### WORK REQUEST
When you reach the line that contains "332, row 299." in the data below, start reproducing lines exactly, and stop after the line that contains "461, row 17.".

### Records drawn from a dataset
-----
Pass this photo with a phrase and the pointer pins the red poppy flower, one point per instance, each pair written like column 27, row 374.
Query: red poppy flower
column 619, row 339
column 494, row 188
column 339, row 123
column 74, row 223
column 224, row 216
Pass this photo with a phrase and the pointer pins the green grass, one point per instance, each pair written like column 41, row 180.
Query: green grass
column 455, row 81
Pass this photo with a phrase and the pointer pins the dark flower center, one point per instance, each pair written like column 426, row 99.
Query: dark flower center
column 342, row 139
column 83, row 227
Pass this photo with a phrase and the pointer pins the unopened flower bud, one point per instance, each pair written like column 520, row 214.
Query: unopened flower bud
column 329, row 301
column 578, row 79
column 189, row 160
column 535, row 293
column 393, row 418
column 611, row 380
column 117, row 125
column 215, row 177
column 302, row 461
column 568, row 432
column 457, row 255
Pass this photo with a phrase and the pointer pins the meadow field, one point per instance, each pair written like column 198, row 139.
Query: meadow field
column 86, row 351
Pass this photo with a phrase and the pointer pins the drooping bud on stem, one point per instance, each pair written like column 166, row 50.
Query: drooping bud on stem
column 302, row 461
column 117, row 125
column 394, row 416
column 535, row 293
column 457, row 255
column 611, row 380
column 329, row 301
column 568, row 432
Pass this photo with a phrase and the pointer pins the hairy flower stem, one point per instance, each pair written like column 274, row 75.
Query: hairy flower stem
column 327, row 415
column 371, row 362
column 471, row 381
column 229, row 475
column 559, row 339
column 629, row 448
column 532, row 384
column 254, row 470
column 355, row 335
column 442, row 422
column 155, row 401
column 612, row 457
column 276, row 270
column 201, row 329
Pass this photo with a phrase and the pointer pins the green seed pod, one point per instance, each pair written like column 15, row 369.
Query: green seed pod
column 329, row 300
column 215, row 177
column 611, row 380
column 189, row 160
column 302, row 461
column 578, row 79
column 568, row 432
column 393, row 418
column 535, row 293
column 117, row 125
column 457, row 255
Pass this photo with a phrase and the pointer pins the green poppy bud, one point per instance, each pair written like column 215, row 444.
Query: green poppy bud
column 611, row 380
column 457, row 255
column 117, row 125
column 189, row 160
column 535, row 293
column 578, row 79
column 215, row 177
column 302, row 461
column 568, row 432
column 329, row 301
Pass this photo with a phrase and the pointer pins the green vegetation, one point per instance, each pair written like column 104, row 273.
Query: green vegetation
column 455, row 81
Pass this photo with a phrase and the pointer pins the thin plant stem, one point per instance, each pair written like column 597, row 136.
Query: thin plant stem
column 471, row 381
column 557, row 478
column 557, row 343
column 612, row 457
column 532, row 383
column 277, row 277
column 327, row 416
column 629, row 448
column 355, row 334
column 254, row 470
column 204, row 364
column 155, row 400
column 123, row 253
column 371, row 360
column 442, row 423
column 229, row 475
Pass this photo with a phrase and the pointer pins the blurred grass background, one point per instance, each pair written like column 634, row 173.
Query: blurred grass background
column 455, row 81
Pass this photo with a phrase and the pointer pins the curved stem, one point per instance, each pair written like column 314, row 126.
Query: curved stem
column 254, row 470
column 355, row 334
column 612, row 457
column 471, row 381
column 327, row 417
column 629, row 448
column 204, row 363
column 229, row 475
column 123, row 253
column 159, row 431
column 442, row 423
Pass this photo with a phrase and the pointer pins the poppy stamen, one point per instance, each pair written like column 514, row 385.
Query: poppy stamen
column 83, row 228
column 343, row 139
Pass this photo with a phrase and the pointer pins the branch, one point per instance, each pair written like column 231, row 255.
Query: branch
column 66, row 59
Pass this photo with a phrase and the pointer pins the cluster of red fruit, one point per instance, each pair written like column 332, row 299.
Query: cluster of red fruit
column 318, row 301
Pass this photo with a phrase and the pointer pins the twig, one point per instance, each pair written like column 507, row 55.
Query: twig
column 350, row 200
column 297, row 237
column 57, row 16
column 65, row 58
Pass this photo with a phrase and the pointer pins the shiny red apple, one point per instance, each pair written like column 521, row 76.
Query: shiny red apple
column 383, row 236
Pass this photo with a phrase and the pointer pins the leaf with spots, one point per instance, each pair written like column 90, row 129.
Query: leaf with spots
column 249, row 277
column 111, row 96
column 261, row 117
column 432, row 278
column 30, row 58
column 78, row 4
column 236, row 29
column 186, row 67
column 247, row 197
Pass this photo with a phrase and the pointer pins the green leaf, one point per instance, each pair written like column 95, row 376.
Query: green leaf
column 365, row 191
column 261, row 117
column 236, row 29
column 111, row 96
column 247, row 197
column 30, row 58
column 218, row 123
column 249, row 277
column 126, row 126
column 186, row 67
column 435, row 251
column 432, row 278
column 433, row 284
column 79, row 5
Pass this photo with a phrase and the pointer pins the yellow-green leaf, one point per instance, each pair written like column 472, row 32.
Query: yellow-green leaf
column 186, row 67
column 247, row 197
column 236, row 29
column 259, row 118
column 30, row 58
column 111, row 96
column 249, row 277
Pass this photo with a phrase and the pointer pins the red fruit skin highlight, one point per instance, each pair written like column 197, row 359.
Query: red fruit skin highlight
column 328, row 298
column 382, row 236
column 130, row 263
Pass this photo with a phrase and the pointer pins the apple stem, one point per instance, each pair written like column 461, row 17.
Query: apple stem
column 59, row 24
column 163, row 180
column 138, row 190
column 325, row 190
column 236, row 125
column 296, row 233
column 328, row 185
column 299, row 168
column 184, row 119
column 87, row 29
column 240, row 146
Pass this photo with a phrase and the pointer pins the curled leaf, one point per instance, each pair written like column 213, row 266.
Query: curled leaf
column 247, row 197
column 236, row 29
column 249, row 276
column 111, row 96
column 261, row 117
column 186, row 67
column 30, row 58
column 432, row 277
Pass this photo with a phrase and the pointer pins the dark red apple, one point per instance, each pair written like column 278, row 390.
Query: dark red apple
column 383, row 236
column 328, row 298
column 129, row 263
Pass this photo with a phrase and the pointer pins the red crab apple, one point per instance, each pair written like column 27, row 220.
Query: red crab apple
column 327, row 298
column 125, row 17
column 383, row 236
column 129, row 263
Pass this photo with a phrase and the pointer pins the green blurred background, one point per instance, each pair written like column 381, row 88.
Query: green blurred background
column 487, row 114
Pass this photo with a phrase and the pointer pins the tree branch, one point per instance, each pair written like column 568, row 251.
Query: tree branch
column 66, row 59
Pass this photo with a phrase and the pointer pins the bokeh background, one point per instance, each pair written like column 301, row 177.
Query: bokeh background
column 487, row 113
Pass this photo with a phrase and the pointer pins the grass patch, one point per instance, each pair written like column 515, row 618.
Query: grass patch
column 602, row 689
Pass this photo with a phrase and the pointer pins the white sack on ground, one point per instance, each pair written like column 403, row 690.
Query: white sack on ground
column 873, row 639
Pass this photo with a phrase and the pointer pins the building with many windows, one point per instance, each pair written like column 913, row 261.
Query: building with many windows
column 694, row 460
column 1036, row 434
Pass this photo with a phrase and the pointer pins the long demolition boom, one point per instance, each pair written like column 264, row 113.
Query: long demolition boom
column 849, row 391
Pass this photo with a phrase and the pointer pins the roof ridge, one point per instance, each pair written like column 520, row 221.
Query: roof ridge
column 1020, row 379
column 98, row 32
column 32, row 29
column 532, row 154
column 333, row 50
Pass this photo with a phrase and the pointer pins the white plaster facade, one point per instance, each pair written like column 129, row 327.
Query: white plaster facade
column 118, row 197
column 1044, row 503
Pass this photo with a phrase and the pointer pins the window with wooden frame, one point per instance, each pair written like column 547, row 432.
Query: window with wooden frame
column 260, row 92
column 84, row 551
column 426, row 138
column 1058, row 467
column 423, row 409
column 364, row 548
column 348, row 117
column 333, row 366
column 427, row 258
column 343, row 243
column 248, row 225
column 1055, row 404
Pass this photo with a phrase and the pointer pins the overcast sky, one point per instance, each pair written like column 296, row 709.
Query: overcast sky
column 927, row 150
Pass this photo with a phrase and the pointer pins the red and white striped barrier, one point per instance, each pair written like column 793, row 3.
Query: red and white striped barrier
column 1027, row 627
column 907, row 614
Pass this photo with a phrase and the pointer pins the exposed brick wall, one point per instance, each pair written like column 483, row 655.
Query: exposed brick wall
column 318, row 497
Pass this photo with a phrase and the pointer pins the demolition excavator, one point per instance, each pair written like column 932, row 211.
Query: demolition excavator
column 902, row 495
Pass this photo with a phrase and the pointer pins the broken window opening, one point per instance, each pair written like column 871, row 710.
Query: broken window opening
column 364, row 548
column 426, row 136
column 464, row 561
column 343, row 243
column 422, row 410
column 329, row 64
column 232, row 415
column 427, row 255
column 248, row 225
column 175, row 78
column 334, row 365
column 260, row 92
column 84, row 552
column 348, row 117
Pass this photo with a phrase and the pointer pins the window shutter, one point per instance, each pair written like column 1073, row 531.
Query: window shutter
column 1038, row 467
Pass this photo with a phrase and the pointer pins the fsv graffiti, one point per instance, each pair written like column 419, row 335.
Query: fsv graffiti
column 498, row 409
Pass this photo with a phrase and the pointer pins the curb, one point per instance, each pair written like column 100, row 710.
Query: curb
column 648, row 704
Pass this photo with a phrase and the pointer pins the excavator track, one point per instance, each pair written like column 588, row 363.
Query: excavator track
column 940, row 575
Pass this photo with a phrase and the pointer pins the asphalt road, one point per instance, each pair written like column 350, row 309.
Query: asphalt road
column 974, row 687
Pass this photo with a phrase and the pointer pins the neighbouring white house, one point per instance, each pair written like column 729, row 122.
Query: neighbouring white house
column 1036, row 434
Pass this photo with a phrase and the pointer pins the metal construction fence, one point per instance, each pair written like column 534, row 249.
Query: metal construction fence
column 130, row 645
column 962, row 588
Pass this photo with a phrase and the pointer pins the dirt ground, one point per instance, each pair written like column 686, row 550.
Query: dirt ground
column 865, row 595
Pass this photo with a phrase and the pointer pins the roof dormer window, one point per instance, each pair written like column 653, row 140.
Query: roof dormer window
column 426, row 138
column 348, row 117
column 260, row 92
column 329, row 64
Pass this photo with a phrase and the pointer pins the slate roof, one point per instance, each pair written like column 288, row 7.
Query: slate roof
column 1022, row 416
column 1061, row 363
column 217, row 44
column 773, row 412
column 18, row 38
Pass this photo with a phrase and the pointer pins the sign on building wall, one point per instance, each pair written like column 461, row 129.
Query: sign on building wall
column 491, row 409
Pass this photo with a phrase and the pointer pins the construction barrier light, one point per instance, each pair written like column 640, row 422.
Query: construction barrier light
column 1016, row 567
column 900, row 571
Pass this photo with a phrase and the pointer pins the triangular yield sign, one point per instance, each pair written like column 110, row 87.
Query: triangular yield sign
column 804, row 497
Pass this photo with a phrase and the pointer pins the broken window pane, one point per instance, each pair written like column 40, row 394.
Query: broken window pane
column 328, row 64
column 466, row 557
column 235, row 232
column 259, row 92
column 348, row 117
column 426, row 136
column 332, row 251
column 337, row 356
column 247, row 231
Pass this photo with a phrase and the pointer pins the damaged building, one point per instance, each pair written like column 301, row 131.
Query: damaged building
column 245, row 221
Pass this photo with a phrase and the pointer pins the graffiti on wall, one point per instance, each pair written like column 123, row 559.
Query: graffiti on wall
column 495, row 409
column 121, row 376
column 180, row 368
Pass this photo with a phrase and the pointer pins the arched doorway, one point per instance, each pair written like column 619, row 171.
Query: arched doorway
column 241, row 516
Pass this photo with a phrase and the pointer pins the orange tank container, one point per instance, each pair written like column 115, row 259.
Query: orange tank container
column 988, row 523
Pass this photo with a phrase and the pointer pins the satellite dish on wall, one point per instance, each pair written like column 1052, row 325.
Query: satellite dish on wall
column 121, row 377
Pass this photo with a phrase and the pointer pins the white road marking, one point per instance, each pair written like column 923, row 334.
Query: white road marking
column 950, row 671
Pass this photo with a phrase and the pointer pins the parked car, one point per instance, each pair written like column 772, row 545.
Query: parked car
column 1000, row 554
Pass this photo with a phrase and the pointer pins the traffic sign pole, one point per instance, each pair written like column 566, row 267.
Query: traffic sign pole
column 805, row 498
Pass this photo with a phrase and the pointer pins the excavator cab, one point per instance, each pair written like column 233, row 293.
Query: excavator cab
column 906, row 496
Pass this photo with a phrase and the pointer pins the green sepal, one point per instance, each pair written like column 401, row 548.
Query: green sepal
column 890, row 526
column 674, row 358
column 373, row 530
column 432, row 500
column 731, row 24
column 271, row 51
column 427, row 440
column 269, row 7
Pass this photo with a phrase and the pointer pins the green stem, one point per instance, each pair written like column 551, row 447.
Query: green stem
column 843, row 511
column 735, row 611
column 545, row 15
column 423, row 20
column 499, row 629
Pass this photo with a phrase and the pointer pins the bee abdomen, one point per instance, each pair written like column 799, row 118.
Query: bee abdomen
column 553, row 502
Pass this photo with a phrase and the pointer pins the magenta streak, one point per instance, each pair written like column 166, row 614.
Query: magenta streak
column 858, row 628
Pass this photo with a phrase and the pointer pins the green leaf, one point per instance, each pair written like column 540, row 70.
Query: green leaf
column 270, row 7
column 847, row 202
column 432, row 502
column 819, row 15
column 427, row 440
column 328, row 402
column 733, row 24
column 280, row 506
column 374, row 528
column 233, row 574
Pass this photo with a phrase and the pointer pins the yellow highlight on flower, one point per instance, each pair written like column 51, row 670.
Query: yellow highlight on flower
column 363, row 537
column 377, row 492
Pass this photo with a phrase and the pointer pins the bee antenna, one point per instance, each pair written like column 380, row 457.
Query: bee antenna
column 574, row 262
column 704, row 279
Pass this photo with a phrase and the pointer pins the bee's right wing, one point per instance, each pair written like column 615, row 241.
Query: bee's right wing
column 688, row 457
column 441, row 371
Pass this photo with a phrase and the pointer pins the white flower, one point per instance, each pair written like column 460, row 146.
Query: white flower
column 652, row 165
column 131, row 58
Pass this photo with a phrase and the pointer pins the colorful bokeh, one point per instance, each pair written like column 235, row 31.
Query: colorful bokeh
-----
### OUTPUT OF THE EXERCISE
Pass this photo with a phrase and the pointer pins the cluster of red fruit, one point per instance, each pair written like column 332, row 299.
Query: cluster of red fruit
column 318, row 301
Pass this photo with a phrase and the pointer pins the twig, one point per instance, each pair written like column 507, row 55.
Query: twig
column 350, row 200
column 297, row 237
column 57, row 16
column 65, row 58
Pass this photo with a phrase and the pointer pins the shiny red apple, one point per instance, each pair written like column 521, row 76.
Query: shiny red apple
column 383, row 236
Pass this photo with a phrase and the pointer pins the leaf with spots, one point per instance, each pair written like column 90, row 129.
Query: leaf with spots
column 249, row 277
column 111, row 96
column 261, row 117
column 432, row 278
column 30, row 58
column 78, row 4
column 236, row 29
column 186, row 67
column 247, row 197
Pass this photo with a phrase and the pointer pins the green leaf, one point per instance, each pair written like column 95, row 376.
Query: green leaf
column 365, row 191
column 261, row 117
column 236, row 29
column 111, row 96
column 247, row 197
column 30, row 58
column 218, row 123
column 249, row 277
column 126, row 126
column 186, row 67
column 435, row 251
column 432, row 278
column 433, row 284
column 79, row 5
Pass this photo with a phrase and the pointer pins the yellow-green leaf, one point per instance, each pair written like column 472, row 32.
Query: yellow-green leaf
column 186, row 67
column 247, row 197
column 236, row 29
column 259, row 118
column 30, row 58
column 111, row 96
column 249, row 277
Pass this photo with a phrase and the pointer pins the red fruit skin highlight, one point per instance, each pair written like column 197, row 359.
Query: red fruit skin highlight
column 328, row 298
column 382, row 236
column 130, row 263
Pass this photo with a phrase and the pointer pins the apple stem, one point per instance, each pair written like column 461, row 17.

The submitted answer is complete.